Work to be completed: Print everything from the line containing "query (the noun phrase to segment): haze" down to the line containing "Return the outline of every instance of the haze", unchanged and with both of those lines included.

********

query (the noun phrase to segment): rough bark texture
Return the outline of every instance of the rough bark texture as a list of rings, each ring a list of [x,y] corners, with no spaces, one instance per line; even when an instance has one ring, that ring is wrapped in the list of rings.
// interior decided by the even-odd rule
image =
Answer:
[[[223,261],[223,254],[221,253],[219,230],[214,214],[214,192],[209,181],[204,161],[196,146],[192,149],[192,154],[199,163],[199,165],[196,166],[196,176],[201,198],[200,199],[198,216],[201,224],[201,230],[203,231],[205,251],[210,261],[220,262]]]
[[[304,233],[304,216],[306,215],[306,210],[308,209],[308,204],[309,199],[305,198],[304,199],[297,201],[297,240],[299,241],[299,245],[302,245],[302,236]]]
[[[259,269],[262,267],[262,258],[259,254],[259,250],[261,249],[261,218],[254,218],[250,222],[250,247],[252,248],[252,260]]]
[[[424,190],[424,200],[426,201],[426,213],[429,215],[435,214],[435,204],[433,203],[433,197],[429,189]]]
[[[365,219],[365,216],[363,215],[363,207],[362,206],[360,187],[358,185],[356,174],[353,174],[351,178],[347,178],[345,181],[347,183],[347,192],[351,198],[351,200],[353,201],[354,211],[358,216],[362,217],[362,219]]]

********

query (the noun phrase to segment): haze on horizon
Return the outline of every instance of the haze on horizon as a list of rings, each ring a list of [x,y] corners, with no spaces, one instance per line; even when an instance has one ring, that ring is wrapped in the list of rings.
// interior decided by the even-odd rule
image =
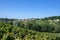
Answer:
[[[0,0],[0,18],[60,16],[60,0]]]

********

Complete answer:
query (the noun phrase to segment): haze on horizon
Return the outline of every instance of the haze on horizon as a list of rings, each ring a list of [x,y] corners, with no spaces, one instance per line; even when an instance has one ring, that ring is wrapped in the list of rings.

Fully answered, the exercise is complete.